Reading passage:
May 1, 2017 | Featured, Business

HousingOntario’s Fair Housing Plan introduces a comprehensive package of measures to help more people find affordable homes, increase supply, protect buyers and renters, and bring stability to the real estate market. The plan includes:

Actions to Address Demand for Housing:

1) Introducing legislation that would, if passed, implement a new 15 percent Non-Resident Speculation Tax (NRST) on the price of homes in the Greater Golden Horseshoe (GGH) purchased by individuals who are not citizens or permanent residents of Canada, or by foreign corporations.

Actions to Protect Renters:

2) Expanding rent control to all private rental units in Ontario, including those built after 1991. This will ensure increases in rental costs can only rise at the rate posted in the annual provincial rent increase guideline.

3) The government will introduce legislation that would, if passed, strengthen the Residential Tenancies Act to further protect tenants and ensure predictability for landlords, including: developing a standard lease with explanatory information available in multiple languages, tightening provisions for “landlord’s own use” evictions, and ensuring that tenants are adequately compensated if asked to vacate under this rule; prohibiting above-guideline increases where elevator work orders have not been completed.

Actions to Increase Housing Supply:

4) Establishing a program to leverage the value of surplus provincial land assets across the province to develop a mix of market housing and new, permanent, sustainable and affordable housing supply.

5) Introducing legislation that would, if passed, empower the City of Toronto, and potentially other interested municipalities, to introduce a vacant homes property tax to encourage property owners to sell unoccupied units or rent them out, to address concerns about residential units potentially being left vacant by speculators.

6) Ensuring that property tax for new multi-residential apartment buildings is charged at a similar rate as other residential properties. This will encourage developers to build more new purpose-built rental housing and will apply to the entire province.

7) Introducing a targeted $125-million, five year program to further encourage the construction of new rental apartment buildings by rebating a portion of development charges.

8) Providing municipalities with the flexibility to use property tax tools to help unlock development opportunities. For example, municipalities could be permitted to impose a higher tax on vacant land that has been approved for new housing.

Written tasks:
a: According to the Fair Housing Plan summary, what rate would the Non-Resident Speculation Tax charge on the price of homes in the Greater Golden Horseshoe?
b: Write a continuation of the Fair Housing Plan summary that picks up after its final sentence.
The rows after this point are separate material from the Fair Housing Plan summary.

Entries shown:

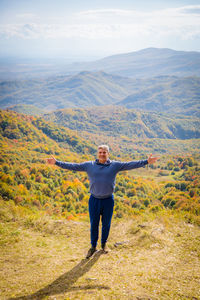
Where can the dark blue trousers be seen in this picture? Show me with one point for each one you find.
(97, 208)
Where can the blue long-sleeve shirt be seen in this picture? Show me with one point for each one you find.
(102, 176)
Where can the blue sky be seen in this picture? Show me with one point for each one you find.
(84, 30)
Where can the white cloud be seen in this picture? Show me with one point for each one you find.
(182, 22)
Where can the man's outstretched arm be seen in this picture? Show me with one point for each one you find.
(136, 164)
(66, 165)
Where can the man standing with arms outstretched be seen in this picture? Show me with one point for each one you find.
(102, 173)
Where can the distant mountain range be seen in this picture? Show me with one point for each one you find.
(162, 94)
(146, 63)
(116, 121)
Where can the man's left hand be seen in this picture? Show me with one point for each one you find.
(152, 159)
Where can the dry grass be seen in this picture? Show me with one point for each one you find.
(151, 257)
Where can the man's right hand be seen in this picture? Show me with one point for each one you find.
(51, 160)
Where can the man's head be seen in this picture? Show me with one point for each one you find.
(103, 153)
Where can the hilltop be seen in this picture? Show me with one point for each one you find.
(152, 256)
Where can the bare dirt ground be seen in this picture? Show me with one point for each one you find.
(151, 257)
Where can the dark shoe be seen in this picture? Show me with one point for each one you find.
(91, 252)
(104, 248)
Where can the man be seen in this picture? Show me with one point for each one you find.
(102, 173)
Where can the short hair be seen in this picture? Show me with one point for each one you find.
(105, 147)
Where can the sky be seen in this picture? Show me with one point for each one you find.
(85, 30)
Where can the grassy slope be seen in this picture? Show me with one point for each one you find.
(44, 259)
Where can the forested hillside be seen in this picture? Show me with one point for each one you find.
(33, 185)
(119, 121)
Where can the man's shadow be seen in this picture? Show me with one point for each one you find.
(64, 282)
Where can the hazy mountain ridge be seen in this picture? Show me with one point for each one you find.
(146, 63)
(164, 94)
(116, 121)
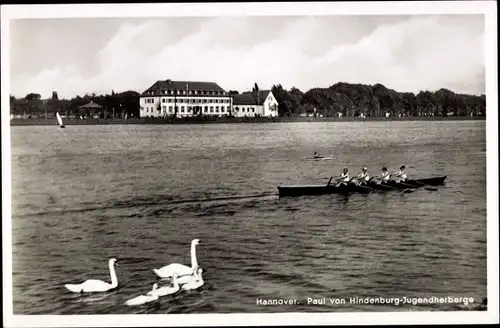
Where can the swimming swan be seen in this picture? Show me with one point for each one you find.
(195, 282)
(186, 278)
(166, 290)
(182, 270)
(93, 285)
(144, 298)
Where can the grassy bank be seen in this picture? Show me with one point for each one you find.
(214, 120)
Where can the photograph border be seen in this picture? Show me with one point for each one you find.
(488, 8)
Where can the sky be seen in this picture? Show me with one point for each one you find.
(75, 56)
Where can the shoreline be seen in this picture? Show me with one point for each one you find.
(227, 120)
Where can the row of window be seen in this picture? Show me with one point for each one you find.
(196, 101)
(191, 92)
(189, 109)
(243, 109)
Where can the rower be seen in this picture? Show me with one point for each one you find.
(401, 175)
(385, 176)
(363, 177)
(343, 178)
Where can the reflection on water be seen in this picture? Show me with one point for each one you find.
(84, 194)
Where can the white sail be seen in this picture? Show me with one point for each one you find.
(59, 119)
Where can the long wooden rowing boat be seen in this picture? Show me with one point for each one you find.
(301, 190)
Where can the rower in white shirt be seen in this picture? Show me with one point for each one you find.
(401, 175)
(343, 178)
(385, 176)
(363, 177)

---

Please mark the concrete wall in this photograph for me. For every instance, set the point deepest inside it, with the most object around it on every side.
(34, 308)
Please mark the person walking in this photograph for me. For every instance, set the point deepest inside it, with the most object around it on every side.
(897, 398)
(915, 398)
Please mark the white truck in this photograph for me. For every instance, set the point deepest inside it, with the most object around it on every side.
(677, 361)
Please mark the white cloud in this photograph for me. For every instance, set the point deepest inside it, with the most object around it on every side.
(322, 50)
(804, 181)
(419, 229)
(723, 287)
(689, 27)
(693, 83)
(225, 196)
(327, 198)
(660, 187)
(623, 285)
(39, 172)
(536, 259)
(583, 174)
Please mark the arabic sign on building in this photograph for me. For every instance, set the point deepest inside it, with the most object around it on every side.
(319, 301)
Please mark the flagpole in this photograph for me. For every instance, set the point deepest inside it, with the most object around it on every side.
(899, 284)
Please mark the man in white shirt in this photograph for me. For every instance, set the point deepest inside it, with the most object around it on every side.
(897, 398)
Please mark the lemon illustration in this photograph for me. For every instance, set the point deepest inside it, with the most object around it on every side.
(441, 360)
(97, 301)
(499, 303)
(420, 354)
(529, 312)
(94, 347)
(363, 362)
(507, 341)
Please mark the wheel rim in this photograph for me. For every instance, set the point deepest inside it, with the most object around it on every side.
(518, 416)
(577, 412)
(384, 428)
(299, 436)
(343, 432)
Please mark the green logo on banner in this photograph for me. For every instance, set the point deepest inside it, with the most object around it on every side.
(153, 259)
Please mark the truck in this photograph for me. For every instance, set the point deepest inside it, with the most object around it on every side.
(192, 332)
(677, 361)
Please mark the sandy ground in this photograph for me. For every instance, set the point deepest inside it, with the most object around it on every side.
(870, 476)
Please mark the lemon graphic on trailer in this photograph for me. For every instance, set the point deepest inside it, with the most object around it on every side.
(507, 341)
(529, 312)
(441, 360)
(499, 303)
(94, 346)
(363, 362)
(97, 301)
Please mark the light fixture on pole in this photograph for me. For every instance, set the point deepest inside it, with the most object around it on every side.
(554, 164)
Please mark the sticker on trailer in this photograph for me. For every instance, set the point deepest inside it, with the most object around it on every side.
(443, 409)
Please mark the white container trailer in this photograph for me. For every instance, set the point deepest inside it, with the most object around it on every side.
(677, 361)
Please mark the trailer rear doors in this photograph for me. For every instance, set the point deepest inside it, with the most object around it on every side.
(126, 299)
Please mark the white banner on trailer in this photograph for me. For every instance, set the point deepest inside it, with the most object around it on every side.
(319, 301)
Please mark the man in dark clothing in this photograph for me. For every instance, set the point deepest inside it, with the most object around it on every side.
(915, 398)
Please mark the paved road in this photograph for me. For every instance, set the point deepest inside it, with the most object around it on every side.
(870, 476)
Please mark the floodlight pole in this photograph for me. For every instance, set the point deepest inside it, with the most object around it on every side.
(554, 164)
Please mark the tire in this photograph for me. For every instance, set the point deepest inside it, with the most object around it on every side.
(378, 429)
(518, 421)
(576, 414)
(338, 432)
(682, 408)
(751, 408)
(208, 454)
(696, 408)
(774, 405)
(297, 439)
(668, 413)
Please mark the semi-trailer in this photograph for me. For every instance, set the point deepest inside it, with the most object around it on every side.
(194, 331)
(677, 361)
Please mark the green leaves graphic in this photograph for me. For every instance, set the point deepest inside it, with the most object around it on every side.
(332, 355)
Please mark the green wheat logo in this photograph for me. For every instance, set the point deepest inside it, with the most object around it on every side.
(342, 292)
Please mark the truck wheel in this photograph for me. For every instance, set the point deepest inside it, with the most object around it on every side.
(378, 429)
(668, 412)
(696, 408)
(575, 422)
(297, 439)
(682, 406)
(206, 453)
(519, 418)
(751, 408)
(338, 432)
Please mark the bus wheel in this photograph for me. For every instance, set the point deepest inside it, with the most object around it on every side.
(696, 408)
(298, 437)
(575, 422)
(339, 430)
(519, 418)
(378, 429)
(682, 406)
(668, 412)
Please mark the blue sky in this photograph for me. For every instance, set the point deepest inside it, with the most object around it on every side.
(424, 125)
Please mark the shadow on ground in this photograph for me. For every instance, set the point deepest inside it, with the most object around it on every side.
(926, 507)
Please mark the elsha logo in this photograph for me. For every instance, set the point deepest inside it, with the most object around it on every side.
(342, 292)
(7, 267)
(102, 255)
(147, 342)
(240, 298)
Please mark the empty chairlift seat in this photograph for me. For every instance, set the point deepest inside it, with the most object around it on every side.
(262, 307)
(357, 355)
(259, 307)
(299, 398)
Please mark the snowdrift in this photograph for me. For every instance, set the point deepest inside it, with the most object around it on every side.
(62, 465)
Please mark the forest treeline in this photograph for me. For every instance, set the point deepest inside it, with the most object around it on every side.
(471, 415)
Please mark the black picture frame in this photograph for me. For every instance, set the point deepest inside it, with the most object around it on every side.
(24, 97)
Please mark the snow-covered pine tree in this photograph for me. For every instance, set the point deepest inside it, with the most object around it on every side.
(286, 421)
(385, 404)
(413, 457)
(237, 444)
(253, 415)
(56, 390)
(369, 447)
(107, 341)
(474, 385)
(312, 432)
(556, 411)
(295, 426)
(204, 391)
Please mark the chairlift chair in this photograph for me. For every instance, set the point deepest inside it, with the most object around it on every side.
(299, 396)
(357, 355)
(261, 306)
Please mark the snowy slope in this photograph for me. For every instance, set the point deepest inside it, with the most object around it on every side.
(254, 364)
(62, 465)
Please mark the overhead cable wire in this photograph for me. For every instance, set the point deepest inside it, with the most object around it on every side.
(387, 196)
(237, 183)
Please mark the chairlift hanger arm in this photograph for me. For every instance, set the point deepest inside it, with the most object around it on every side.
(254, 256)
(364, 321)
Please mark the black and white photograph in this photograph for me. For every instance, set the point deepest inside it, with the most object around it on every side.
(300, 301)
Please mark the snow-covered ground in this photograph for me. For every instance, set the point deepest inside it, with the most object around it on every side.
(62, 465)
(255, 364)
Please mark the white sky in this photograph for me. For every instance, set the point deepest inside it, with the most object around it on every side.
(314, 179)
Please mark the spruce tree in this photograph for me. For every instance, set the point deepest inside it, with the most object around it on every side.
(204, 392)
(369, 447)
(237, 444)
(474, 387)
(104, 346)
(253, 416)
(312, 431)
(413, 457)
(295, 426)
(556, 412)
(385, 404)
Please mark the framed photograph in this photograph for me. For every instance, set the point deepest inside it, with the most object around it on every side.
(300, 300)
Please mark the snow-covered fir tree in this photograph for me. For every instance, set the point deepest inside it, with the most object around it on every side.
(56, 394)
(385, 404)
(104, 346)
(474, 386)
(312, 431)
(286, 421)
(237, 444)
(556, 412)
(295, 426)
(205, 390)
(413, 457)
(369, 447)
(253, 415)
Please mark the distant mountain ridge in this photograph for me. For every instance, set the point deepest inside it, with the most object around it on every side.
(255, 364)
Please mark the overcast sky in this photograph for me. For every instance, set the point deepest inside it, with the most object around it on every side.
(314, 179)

Responses in order:
a: 15 percent

b:
9) Creating a new Housing Supply Team with dedicated provincial employees to identify barriers to specific housing development projects and work with developers and municipalities to find solutions.

Other Actions to Protect Homebuyers and Increase Information Sharing:

10) The province will work to understand and tackle practices that may be contributing to excessive speculation in the housing market such as “paper flipping,” a practice that includes entering into a contractual agreement to buy a residential unit and assigning it to another person prior to closing.

11) Working with the real estate profession and consumers, the province is committing to review the rules real estate agents are required to follow to ensure that consumers are fairly represented in real estate transactions.

12) Establishing a housing advisory group which will meet quarterly to provide the government with ongoing advice about the state of the housing market and discuss the impact of the measures in the Fair Housing

Plan and any additional steps that are needed.

13) Educating consumers on their rights, particularly on the issue of one real estate professional representing more than one party in a real estate transaction.

14) Partnering with the Canada Revenue Agency to explore more comprehensive reporting requirements so that correct federal and provincial taxes, including income and sales taxes, are paid on purchases and sales of real estate in Ontario.

15) Making elevators in Ontario buildings more reliable by establishing timelines for elevator repair.

16) Working with municipalities to better reflect the needs of a growing Greater Golden Horseshoe through an updated Growth Plan.